### DESCRIPTION OF THE TASK
Copy the listing below word for word, starting at the line containing "Where can you find the purple" and ending at the line containing "pixel 47 76", with both of those lines included.

··· SUPPLIED RECORDS

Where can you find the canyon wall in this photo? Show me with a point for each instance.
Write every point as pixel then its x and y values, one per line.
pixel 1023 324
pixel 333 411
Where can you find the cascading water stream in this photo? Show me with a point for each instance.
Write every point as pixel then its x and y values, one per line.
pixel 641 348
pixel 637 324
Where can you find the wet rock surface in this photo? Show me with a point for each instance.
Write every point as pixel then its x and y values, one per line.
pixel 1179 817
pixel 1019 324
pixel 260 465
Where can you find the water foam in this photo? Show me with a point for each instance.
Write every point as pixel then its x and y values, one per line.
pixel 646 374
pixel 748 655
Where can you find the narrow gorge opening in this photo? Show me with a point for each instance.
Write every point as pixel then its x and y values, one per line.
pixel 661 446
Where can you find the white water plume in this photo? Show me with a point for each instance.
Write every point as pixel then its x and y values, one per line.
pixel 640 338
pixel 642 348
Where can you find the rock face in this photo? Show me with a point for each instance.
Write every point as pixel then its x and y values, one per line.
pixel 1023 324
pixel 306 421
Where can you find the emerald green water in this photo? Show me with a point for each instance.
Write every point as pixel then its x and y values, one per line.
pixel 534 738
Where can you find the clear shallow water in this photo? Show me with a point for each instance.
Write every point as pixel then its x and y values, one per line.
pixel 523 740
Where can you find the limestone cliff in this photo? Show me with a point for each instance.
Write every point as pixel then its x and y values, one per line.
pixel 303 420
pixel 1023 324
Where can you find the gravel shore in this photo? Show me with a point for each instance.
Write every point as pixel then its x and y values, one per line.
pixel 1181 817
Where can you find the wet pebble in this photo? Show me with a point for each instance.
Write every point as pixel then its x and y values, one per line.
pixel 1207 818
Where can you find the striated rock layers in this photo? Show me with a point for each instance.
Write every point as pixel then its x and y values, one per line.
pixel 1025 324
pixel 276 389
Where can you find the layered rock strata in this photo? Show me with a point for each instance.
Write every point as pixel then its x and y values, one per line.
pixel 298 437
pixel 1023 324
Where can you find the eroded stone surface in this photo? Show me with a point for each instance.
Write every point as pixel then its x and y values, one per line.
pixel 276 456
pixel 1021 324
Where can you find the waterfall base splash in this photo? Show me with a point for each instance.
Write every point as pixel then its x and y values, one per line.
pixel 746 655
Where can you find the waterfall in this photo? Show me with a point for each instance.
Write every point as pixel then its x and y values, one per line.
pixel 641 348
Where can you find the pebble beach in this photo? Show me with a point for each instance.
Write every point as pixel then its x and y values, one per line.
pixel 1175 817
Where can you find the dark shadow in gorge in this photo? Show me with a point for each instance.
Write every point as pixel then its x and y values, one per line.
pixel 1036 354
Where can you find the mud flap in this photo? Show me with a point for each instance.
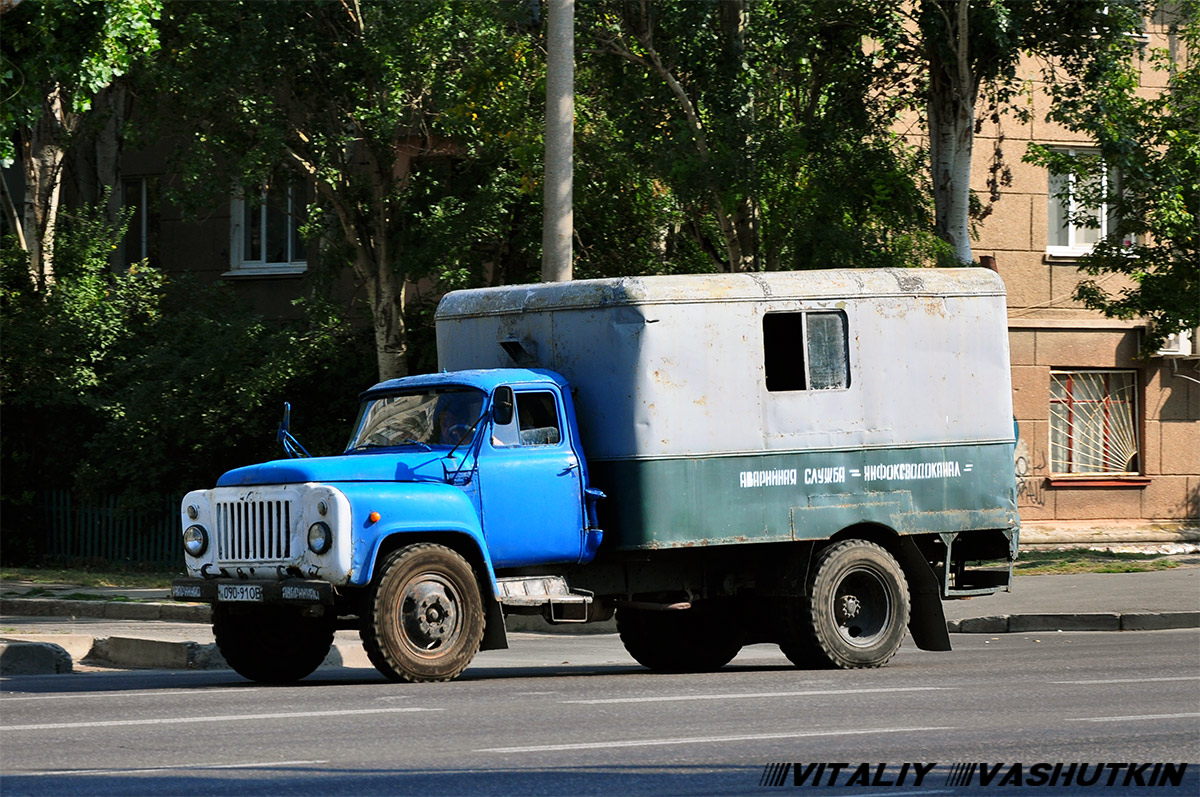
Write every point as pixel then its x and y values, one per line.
pixel 495 635
pixel 927 621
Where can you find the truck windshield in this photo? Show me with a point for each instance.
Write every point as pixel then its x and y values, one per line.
pixel 425 419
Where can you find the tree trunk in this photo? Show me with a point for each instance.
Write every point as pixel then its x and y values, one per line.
pixel 41 154
pixel 951 139
pixel 385 294
pixel 952 96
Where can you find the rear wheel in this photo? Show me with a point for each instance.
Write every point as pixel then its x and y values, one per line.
pixel 271 643
pixel 701 639
pixel 426 615
pixel 856 611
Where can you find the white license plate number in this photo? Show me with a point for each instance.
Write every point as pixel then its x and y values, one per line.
pixel 240 592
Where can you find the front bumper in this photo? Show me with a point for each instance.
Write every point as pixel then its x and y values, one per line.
pixel 291 592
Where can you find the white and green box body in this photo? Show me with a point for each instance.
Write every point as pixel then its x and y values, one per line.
pixel 694 445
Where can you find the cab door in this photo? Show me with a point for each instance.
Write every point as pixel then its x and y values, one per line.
pixel 529 483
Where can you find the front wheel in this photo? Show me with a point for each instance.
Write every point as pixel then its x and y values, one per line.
pixel 856 611
pixel 426 616
pixel 271 643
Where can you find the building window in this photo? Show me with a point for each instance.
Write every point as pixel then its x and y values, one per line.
pixel 1078 213
pixel 265 232
pixel 805 351
pixel 139 197
pixel 1093 423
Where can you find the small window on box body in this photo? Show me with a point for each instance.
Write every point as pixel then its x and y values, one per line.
pixel 805 351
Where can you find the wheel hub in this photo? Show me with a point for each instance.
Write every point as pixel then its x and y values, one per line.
pixel 430 615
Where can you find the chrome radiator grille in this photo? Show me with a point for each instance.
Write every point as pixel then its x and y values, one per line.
pixel 253 531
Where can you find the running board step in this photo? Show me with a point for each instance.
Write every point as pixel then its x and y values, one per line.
pixel 558 601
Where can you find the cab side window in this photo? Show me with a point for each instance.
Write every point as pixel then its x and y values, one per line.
pixel 538 415
pixel 534 423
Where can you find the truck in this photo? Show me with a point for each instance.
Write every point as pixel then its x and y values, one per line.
pixel 814 460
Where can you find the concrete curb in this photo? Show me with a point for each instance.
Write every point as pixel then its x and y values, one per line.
pixel 55 653
pixel 1077 622
pixel 106 610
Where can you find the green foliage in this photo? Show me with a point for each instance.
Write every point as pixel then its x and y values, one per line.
pixel 129 383
pixel 1150 145
pixel 784 118
pixel 73 47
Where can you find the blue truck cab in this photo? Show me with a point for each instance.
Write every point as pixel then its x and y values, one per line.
pixel 481 467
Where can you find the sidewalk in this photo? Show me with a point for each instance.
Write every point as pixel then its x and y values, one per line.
pixel 143 628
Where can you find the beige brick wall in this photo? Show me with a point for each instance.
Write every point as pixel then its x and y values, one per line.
pixel 1049 330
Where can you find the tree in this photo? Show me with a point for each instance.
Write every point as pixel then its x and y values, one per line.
pixel 771 125
pixel 58 58
pixel 969 47
pixel 395 112
pixel 1149 145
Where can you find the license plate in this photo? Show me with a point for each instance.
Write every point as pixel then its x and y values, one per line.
pixel 240 592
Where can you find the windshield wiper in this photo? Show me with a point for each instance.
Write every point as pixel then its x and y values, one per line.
pixel 408 441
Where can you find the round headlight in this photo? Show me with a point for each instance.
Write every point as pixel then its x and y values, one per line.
pixel 321 538
pixel 196 540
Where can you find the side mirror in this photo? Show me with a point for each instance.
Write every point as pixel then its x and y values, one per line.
pixel 502 406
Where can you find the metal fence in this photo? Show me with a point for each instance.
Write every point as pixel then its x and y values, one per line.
pixel 101 531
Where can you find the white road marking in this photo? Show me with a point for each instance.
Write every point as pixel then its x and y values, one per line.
pixel 753 695
pixel 706 739
pixel 226 718
pixel 1129 719
pixel 123 695
pixel 1129 679
pixel 186 767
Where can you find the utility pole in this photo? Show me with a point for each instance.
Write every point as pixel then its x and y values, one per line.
pixel 558 215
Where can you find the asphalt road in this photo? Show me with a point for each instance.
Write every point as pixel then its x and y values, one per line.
pixel 559 715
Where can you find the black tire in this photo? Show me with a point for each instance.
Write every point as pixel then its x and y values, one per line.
pixel 856 611
pixel 701 639
pixel 271 643
pixel 426 615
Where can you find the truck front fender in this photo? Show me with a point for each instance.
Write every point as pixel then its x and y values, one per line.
pixel 421 510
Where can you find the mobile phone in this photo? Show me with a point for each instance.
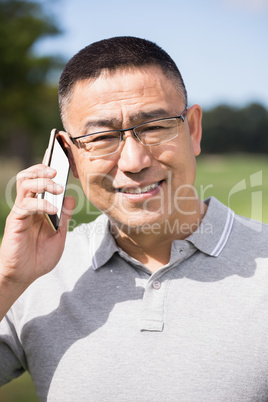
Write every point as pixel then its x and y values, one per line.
pixel 56 158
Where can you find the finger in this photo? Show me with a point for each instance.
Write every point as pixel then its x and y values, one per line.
pixel 67 212
pixel 36 171
pixel 29 188
pixel 30 206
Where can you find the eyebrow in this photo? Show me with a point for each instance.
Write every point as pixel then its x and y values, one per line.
pixel 137 117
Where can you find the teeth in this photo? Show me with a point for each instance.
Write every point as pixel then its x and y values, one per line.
pixel 140 190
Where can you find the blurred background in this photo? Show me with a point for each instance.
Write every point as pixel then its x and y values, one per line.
pixel 220 48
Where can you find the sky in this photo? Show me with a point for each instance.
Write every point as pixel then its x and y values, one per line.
pixel 220 46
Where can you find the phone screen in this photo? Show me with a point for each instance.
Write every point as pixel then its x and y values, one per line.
pixel 58 160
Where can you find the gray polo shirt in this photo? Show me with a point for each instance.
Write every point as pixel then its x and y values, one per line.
pixel 101 327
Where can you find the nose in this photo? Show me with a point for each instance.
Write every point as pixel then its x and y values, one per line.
pixel 134 156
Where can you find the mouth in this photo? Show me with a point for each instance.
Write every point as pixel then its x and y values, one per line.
pixel 139 190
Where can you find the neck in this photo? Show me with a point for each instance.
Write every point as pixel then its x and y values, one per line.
pixel 153 247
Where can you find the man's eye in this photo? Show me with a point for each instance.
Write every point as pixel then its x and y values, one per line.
pixel 100 138
pixel 149 129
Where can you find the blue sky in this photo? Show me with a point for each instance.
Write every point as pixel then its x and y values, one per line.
pixel 220 46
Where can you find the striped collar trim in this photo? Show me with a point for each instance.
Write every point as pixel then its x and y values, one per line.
pixel 215 229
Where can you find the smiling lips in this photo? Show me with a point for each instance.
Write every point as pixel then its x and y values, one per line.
pixel 139 190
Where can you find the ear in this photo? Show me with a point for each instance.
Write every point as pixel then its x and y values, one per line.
pixel 67 143
pixel 194 117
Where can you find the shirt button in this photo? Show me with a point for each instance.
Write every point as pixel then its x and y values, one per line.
pixel 156 285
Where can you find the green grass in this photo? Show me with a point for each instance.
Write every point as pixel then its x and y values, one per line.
pixel 217 175
pixel 239 181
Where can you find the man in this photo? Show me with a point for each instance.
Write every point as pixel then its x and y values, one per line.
pixel 164 296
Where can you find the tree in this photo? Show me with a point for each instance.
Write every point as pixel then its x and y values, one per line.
pixel 28 101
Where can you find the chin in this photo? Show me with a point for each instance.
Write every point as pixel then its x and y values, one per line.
pixel 144 222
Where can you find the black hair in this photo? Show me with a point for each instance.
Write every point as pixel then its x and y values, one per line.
pixel 111 54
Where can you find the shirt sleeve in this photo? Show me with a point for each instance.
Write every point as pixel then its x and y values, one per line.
pixel 12 357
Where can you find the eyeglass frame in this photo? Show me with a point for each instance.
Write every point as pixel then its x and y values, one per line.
pixel 182 116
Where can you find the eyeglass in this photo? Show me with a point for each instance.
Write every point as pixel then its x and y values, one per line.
pixel 151 133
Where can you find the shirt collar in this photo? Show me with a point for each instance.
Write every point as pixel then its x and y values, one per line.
pixel 213 233
pixel 210 237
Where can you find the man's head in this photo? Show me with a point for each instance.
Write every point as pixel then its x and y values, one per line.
pixel 137 184
pixel 108 55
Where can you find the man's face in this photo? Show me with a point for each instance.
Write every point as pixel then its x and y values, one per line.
pixel 137 185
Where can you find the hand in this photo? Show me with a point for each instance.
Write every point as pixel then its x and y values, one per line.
pixel 30 248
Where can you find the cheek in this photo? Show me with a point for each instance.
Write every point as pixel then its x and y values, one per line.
pixel 95 177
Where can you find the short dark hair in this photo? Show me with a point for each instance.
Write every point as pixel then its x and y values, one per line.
pixel 111 54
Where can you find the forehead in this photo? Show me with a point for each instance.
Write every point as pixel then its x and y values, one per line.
pixel 122 93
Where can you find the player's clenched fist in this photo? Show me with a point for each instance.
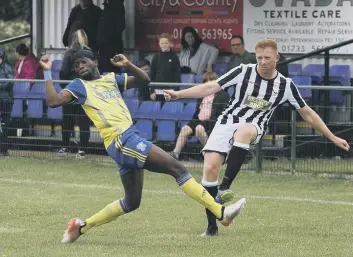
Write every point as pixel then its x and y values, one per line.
pixel 45 62
pixel 120 60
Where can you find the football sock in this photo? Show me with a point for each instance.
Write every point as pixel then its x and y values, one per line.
pixel 236 158
pixel 197 192
pixel 108 214
pixel 176 153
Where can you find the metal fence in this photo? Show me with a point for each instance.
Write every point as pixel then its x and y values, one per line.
pixel 291 146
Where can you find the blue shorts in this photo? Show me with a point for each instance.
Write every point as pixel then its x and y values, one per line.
pixel 129 150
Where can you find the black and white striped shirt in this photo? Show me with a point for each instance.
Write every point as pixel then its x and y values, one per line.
pixel 254 99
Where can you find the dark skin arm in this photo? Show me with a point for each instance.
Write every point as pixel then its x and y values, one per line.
pixel 52 98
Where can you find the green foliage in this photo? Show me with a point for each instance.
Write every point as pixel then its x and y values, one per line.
pixel 10 29
pixel 14 9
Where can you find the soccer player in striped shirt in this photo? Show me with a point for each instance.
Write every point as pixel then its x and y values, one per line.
pixel 101 99
pixel 258 90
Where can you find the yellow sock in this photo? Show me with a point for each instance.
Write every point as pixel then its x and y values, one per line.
pixel 197 192
pixel 108 214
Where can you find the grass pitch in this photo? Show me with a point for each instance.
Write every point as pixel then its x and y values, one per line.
pixel 284 215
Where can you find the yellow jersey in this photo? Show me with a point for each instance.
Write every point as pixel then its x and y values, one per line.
pixel 103 103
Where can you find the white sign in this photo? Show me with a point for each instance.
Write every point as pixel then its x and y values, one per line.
pixel 299 26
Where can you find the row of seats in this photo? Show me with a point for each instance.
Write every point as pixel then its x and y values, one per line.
pixel 167 120
pixel 33 96
pixel 338 73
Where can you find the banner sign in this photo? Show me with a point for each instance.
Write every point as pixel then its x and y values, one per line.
pixel 299 26
pixel 216 21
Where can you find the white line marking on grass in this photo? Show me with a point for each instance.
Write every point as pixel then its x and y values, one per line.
pixel 170 192
pixel 11 230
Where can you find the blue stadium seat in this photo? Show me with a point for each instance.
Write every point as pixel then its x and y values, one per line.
pixel 55 113
pixel 35 100
pixel 187 78
pixel 131 93
pixel 172 111
pixel 148 110
pixel 37 91
pixel 166 130
pixel 145 128
pixel 17 108
pixel 220 68
pixel 340 74
pixel 132 105
pixel 294 69
pixel 35 108
pixel 303 81
pixel 316 72
pixel 20 92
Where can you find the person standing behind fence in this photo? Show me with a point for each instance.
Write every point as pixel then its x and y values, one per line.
pixel 78 41
pixel 84 16
pixel 27 65
pixel 6 72
pixel 195 56
pixel 240 55
pixel 165 67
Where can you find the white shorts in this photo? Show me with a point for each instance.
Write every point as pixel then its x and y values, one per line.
pixel 221 138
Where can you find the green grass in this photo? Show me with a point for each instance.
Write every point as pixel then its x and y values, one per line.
pixel 38 197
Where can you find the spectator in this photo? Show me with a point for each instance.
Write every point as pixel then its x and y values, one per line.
pixel 144 92
pixel 84 16
pixel 165 67
pixel 282 68
pixel 196 56
pixel 78 41
pixel 109 38
pixel 27 65
pixel 240 55
pixel 5 102
pixel 207 111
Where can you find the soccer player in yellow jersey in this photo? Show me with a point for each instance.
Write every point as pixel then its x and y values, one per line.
pixel 100 97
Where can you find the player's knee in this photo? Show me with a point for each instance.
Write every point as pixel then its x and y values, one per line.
pixel 245 134
pixel 176 169
pixel 211 168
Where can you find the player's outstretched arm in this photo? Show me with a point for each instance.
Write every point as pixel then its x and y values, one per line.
pixel 199 91
pixel 140 78
pixel 310 116
pixel 52 98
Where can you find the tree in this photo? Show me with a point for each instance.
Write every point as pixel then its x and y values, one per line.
pixel 15 10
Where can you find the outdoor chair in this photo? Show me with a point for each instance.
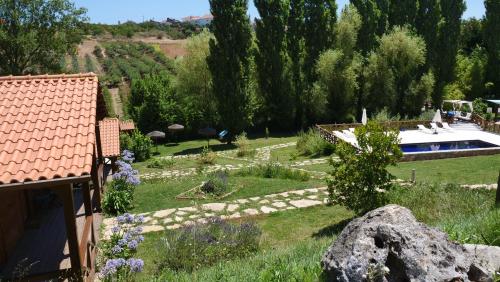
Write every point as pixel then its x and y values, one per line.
pixel 424 129
pixel 446 126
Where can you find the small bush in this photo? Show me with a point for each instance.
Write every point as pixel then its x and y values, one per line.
pixel 141 146
pixel 120 192
pixel 275 170
pixel 118 263
pixel 311 144
pixel 216 184
pixel 243 145
pixel 161 163
pixel 207 157
pixel 196 246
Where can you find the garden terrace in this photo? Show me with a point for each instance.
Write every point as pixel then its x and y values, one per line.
pixel 50 153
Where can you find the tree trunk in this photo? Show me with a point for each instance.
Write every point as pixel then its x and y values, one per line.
pixel 498 191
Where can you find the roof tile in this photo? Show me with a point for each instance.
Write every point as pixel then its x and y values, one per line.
pixel 47 126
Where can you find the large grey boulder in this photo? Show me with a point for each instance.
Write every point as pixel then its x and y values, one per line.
pixel 389 244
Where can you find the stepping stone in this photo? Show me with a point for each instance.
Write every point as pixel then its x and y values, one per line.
pixel 216 207
pixel 164 213
pixel 232 207
pixel 251 211
pixel 305 203
pixel 189 209
pixel 279 204
pixel 174 226
pixel 267 210
pixel 151 228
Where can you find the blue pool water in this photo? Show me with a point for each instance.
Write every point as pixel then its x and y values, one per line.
pixel 446 146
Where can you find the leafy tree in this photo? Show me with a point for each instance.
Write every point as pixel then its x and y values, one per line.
pixel 229 62
pixel 320 17
pixel 426 24
pixel 360 180
pixel 338 69
pixel 471 35
pixel 393 76
pixel 295 46
pixel 272 61
pixel 370 15
pixel 402 12
pixel 194 82
pixel 492 42
pixel 35 34
pixel 448 36
pixel 154 104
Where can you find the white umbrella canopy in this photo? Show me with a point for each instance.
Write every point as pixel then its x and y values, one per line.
pixel 437 117
pixel 364 119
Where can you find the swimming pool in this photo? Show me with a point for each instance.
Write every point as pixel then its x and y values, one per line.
pixel 446 146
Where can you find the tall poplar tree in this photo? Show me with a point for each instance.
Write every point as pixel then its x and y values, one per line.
pixel 426 24
pixel 229 62
pixel 295 38
pixel 403 12
pixel 448 39
pixel 492 42
pixel 272 61
pixel 370 15
pixel 320 18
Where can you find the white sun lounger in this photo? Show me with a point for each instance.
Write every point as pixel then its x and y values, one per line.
pixel 424 129
pixel 446 126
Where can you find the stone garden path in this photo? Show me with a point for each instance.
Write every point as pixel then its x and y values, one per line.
pixel 178 217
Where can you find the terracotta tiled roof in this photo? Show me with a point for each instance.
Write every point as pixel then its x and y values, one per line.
pixel 47 126
pixel 127 125
pixel 109 132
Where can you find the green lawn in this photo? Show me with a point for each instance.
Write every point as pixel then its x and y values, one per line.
pixel 315 226
pixel 471 170
pixel 152 197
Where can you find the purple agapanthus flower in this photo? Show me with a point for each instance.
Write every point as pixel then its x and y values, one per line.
pixel 136 265
pixel 128 156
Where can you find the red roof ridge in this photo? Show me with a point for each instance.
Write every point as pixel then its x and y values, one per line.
pixel 47 76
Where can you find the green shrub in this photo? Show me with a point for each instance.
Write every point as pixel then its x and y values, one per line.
pixel 141 146
pixel 217 184
pixel 311 144
pixel 360 180
pixel 196 246
pixel 118 197
pixel 274 170
pixel 207 157
pixel 243 145
pixel 161 163
pixel 108 101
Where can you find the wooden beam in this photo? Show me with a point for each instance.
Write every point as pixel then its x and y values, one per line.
pixel 44 184
pixel 66 194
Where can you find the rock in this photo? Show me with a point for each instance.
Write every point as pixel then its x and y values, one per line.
pixel 390 241
pixel 489 255
pixel 304 203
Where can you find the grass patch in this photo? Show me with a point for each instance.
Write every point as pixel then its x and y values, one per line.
pixel 274 170
pixel 471 170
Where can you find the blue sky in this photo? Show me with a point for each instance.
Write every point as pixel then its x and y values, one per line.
pixel 112 11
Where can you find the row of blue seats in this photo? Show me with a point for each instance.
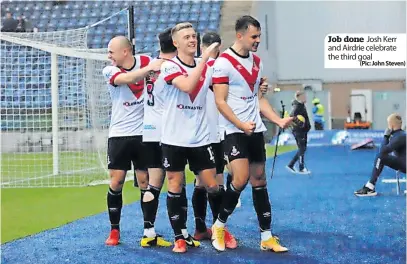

······

### TASK ANSWER
Where can you find the purple agapanthus flower in this photo? Show me with a point for each instance.
Write every point as pixel then its x and y values, one per line.
pixel 136 265
pixel 128 156
Where can you find the red roof ridge in this photo? Show me with a point for each instance.
Write every point as pixel then its x and y values, one per line.
pixel 47 76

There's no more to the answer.